About this exercise — Count how many lines of the listing contain "base", then give that number and nothing more.

Dataset records —
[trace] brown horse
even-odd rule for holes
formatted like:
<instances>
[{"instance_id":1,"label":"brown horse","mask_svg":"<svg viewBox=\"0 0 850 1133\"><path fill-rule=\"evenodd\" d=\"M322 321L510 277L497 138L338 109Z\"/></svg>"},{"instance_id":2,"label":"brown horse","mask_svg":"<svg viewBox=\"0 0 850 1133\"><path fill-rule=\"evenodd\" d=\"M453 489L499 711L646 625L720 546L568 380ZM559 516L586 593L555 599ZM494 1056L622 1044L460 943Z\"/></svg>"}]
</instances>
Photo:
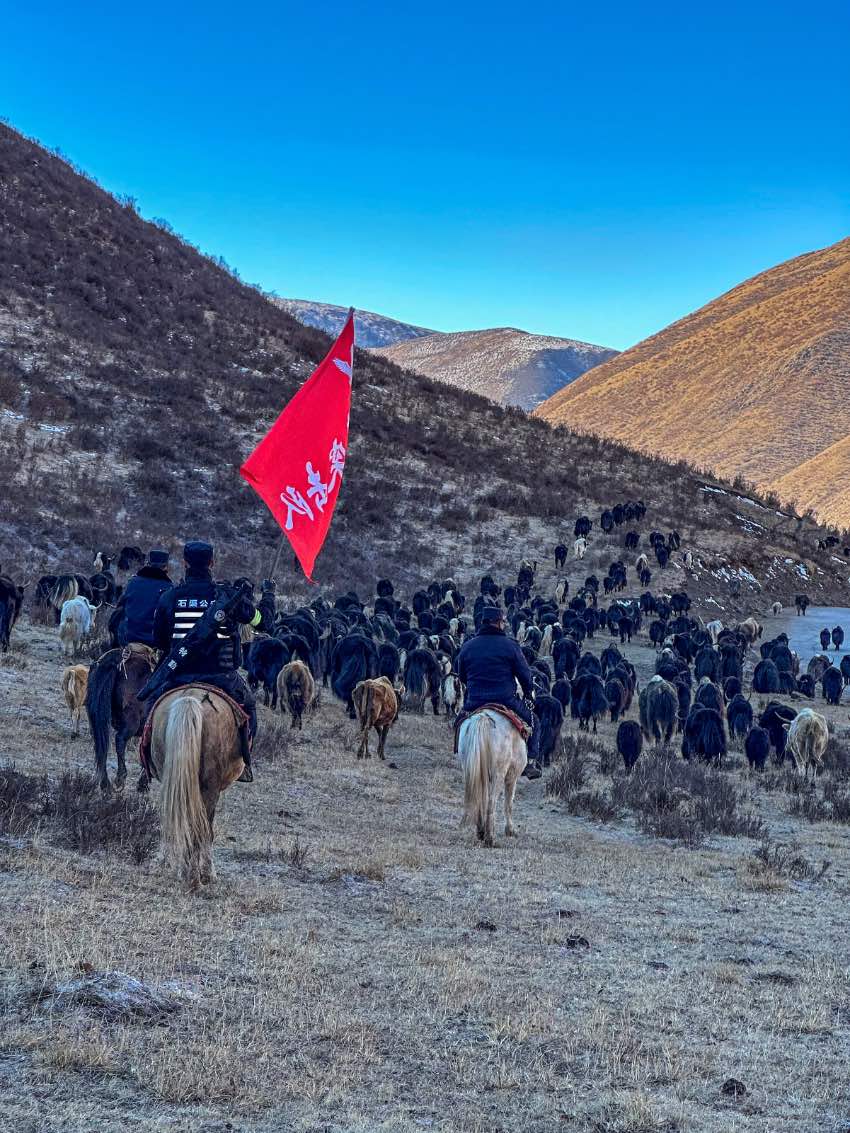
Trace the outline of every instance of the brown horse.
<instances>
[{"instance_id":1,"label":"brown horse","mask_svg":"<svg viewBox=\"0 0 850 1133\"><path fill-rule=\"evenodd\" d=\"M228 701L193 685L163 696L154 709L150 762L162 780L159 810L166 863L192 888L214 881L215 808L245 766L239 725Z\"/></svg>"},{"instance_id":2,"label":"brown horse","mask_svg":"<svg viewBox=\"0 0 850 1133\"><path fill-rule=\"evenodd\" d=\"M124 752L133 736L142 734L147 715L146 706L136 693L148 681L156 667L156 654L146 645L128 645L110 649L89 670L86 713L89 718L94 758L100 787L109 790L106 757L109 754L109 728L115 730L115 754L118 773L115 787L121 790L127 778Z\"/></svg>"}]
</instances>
--
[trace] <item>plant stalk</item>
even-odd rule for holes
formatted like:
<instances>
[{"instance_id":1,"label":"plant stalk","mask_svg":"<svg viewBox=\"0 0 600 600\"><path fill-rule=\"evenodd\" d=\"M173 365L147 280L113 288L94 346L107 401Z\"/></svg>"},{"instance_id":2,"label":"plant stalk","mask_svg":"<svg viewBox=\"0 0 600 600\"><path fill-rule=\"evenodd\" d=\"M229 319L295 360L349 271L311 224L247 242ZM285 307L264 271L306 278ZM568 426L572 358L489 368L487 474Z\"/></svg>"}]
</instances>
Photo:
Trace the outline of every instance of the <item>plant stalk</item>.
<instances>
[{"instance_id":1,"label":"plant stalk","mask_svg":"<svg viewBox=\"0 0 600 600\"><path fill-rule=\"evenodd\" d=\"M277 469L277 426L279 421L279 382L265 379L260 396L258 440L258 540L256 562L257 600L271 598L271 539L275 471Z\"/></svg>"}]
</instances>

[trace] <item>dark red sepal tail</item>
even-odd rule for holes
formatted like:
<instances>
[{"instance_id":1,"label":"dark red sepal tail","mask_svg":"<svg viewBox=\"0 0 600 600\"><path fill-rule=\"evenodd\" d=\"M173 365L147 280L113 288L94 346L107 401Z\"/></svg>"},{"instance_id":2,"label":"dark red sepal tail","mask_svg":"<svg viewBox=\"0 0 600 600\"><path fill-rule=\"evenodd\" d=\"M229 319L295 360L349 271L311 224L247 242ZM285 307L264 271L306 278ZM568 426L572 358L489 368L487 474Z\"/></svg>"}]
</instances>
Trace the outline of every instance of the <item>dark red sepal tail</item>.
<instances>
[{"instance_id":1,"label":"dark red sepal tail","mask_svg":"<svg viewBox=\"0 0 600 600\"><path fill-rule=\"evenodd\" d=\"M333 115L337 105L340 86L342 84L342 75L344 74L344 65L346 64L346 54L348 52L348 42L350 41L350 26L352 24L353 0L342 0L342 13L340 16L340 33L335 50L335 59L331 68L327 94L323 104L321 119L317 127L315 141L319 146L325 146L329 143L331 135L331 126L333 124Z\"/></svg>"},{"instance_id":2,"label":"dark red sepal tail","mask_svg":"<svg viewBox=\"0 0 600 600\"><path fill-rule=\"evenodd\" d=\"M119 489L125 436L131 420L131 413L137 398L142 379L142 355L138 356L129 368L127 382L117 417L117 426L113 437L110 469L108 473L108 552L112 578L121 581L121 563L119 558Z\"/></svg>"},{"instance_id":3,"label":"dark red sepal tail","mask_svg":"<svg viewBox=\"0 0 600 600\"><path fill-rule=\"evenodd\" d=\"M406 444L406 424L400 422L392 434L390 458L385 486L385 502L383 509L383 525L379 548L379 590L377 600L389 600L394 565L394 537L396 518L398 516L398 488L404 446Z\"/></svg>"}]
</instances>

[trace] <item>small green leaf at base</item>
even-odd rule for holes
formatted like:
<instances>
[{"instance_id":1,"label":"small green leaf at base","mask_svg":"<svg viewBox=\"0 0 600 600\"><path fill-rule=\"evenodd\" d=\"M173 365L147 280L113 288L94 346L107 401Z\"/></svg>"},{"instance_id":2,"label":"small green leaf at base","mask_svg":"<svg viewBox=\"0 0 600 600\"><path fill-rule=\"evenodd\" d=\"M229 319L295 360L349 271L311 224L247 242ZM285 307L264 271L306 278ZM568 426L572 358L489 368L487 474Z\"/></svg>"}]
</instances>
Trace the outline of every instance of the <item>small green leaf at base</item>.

Reply to the exercise — 3